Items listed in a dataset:
· · · · · · ·

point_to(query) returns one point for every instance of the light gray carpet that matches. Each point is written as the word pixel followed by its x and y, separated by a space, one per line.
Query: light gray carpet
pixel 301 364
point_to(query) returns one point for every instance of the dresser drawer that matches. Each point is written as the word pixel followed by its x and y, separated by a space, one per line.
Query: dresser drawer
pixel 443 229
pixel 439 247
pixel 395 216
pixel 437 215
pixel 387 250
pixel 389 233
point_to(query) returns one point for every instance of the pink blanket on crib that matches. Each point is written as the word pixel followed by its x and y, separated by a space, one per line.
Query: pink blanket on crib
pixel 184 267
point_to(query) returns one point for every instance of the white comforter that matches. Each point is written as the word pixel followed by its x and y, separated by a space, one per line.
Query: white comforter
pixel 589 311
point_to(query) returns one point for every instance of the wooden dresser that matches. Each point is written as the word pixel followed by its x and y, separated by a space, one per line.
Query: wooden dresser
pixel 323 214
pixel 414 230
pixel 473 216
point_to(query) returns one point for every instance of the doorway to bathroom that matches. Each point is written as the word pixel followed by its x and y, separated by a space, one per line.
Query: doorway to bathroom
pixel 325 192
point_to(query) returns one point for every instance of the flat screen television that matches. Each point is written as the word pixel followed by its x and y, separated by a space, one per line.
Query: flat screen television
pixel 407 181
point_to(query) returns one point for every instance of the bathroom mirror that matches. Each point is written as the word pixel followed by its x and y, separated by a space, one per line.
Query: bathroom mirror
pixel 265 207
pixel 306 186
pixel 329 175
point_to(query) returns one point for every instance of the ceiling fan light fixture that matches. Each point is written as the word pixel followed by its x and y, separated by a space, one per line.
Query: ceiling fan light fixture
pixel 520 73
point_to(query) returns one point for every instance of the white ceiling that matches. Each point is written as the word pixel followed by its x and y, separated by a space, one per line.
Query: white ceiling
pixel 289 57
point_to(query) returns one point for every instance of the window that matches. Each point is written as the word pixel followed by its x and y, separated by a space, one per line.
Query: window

· · · · · · ·

## Short task
Can you edit only the records from the line with "of the ceiling" through the end of the records, changing "ceiling" to "roof" and leaving everything else unchanged?

## Solution below
point_to(query) returns one point for every instance of the roof fan light fixture that matches. Each point is written as the word pixel followed by its x and y, separated by a space, one per line.
Query: roof fan light fixture
pixel 520 73
point_to(query) returns one point for every instance of the white roof that matches. Each point is written as the word pixel followed by its x and y, separated by a space, one per line.
Query: white roof
pixel 289 57
point_to(query) returns one point for every instance of the window that matches. Each point is written as the word pixel followed by its x and y, separated by a space, one per line.
Query: window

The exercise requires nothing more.